Task 1: Summarize the cog railway accident report in two sentences.
Task 2: Please translate this sentence from the cog railway accident report into Spanish: "Teams of rescue workers needed some four hours to bring the injured and the dead to a base station."
Task 3: Reproduce word for word the part of the cog railway accident report between "The accident happened" and "car backing down.", inclusive.

Quoted passage:
□ □ □ □

State Police identified the victims as:
BEVERLY RICHMOND, 15, Putnam, Conn.
ERIC DAVIES, 7, Hampton, N.H.
MARY FRANK, 38, Warren, Mich.
KENT WOODWORTH, 9, New London, N.H.
SHIRLEY ZORZY, 22, Lynn, Mass.
CHARLES USHER, 55, Dover, N.H.
A 2-year-old child identified only as the “GROSS child of Brookline, Mass.”
An unidentified female was the eighth victim.
At Mary Hitchcock Hospital in Hanover, CHARLES GROSS, 31; his wife GABY, 34, and their 3-year-old daughter MELANIE, of Brookline, Mass., were undergoing treatment today. Their relationship to the dead GROSS child was not determined immediately.
Three passengers on the ill-fated car were in critical condition at the Hanover hospital. They were RICHARD LESLIE, 49, of Madison, Ohio, a skull fracture and other injuries; NORRIS BLACKBURN, 68, of Memphis, Tenn., spine and other injuries, and MRS. MARIE BUXTON, 49, of Clifton, N.J., back injury.
Most of the injured were taken first to the Littleton Hospital, where doctors put a disaster plan into operation and called all available help. Some 25 doctors and about 40 nurses worked through the night.
The injured were rushed over twisting back mountain roads to the hospitals in northern New Hampshire and Vermont.
Teams of rescue workers needed some four hours to bring the injured and the dead to a base station.
It was not immediately determined how many were in the excursion car when it broke free and rolled down 500 feet before soaring from the cog track and crashing.
The accident happened about one-third of the way down the 3 1/2 miles of track along the west side of the 6,288-foot mountain in the center of the Presidential Range of the White Mountains.
The descent is usually made at four miles an hour with the locomotive in front of the one passenger car backing down.

A passenger, Bertrand Croteau, 32, of Thornton said that when the train reached the first switch Sunday “the locomotive began to shake and just fell off the road.”

□ □ □ □

Provided information:

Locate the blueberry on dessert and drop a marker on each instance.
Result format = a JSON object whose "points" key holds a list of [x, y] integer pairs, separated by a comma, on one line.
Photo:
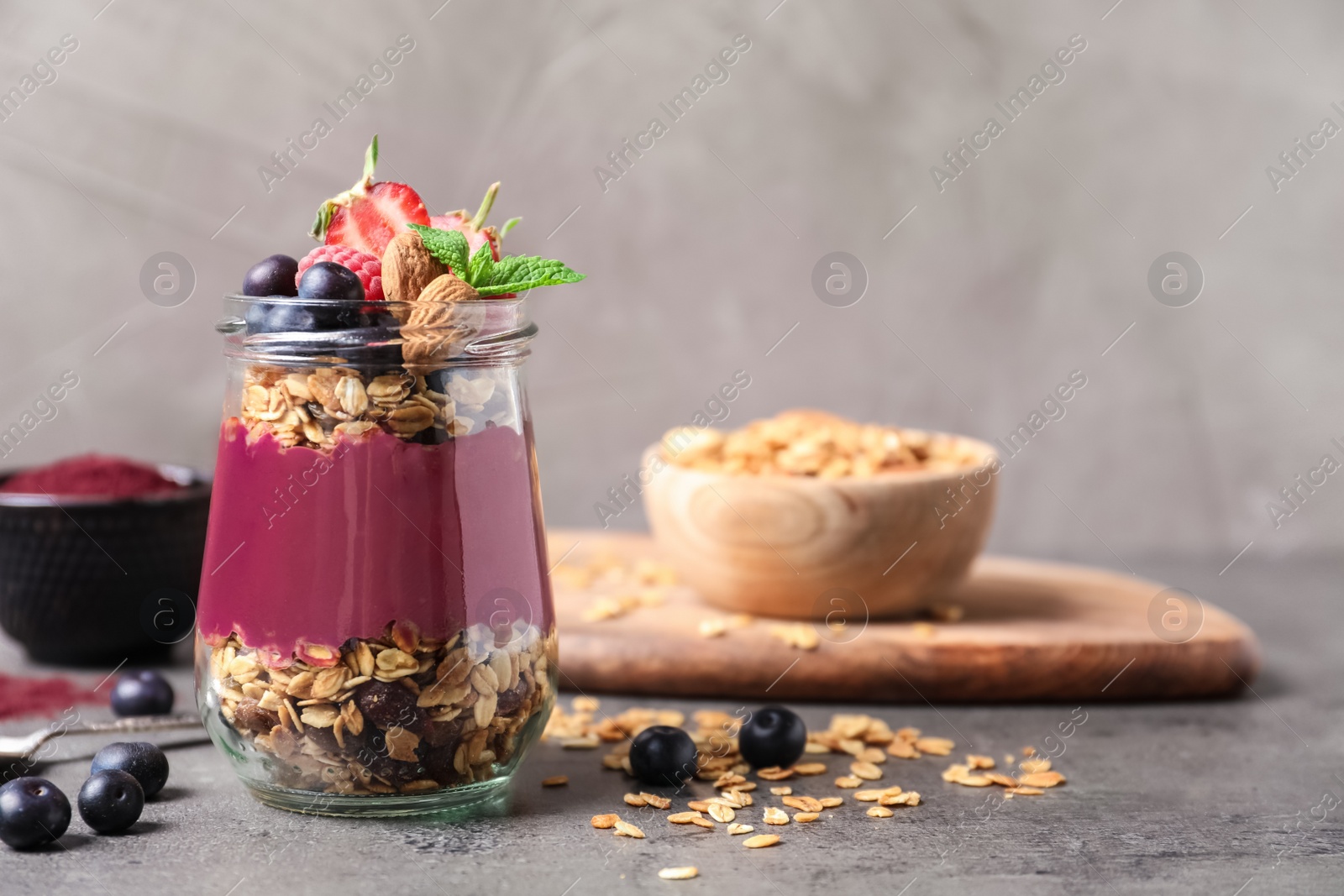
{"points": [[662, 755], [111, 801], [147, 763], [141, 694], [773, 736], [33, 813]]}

□ □ □ □

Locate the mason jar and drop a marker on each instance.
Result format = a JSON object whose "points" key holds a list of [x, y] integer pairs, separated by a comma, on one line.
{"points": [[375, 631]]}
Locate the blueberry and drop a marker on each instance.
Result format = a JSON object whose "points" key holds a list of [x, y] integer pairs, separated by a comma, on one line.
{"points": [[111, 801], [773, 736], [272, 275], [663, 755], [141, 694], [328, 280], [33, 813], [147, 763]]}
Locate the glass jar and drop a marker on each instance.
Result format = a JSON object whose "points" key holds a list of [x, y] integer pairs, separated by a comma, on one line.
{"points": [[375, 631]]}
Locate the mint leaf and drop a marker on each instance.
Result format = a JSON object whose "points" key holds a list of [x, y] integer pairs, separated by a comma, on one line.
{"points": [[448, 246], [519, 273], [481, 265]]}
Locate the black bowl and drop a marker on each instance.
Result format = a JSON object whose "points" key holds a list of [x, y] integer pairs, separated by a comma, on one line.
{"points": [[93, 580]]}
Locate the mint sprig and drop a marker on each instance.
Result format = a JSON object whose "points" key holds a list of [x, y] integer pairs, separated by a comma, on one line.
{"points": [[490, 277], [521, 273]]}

□ □ □ □

Answer 1: An excursion car broke free on a cog railway in the White Mountains, rolled down 500 feet, left the track, and crashed, and eight people died. The injured were rushed over mountain roads to hospitals in northern New Hampshire and Vermont, and three passengers were in critical condition at the Hanover hospital.

Answer 2: Los equipos de rescatistas necesitaron unas cuatro horas para llevar a los heridos y a los muertos a una estación base.

Answer 3:
The accident happened about one-third of the way down the 3 1/2 miles of track along the west side of the 6,288-foot mountain in the center of the Presidential Range of the White Mountains.
The descent is usually made at four miles an hour with the locomotive in front of the one passenger car backing down.